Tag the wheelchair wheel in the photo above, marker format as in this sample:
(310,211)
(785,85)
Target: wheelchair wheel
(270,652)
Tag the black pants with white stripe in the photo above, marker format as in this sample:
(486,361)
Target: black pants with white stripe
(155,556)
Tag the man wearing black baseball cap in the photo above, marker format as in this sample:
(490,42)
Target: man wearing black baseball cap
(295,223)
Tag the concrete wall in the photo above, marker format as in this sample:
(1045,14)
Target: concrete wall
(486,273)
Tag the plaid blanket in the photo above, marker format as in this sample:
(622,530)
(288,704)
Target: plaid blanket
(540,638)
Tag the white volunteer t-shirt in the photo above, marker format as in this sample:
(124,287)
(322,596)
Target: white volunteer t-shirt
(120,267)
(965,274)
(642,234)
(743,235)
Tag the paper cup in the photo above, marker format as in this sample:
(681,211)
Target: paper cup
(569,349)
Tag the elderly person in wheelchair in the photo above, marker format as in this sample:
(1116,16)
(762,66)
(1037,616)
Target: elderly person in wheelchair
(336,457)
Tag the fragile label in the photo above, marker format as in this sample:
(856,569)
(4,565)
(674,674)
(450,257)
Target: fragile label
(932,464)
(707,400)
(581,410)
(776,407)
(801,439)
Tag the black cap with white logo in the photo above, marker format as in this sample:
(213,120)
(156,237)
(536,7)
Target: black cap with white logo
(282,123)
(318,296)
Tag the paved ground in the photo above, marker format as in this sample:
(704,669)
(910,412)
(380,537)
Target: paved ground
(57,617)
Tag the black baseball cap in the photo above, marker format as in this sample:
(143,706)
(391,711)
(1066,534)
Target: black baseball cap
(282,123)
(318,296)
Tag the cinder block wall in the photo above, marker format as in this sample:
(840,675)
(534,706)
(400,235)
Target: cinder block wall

**Stated problem:** Copy out all of the items above, switching every "Tag" to "Mark" and leaving everything else as it is.

**Solution for this exercise:**
Mark the wheelchair wheel in the photo above, marker format as in this sample:
(310,211)
(785,85)
Target: wheelchair wheel
(270,652)
Mark the black pants with white stripe in the photo above, marker format as in this sample:
(486,361)
Target: black pants with white stripe
(155,556)
Mark the man wearing black baseball cap in the photo above, marker format as in this sample:
(490,42)
Target: man wearing black baseball cap
(295,223)
Mark the concrete wall in the photo above, marker format as in this sample:
(1045,14)
Target: concrete wall
(486,273)
Mark the plaid blanket in the photo above, marker format as in this sample:
(622,530)
(288,704)
Target: plaid blanket
(540,638)
Mark the white volunteer t-shirt in the photo above, marker format as in this sample:
(124,287)
(322,596)
Target: white volunteer t-shirt
(120,267)
(965,274)
(642,234)
(743,235)
Mark the paper cup in the photo above, marker format as in this sample:
(681,211)
Target: paper cup
(569,349)
Mark the elderly person in wheelchair in the photo above, marker format as in this sample:
(1116,16)
(762,66)
(1037,616)
Target: elderly person in wheelchair
(336,457)
Mark the fragile label in the photo above, marker format as in this sample:
(856,569)
(4,565)
(674,674)
(450,257)
Target: fragile label
(932,464)
(707,400)
(581,410)
(776,407)
(801,439)
Mark the black cap with white logo in the photo above, marker format as in this sample:
(213,120)
(156,237)
(536,7)
Target: black cap with white logo
(282,123)
(318,296)
Mark the paved ground in the photo above, marker format as in this sample:
(704,669)
(910,412)
(380,537)
Target: paved ground
(57,617)
Mark the black baseball cap in the photo above, marker format as in this sample:
(143,706)
(391,711)
(1066,534)
Target: black baseball cap
(282,123)
(318,296)
Mark the cinder block wall in the photo above, marker format as in this sample:
(840,675)
(534,706)
(400,235)
Target: cinder block wall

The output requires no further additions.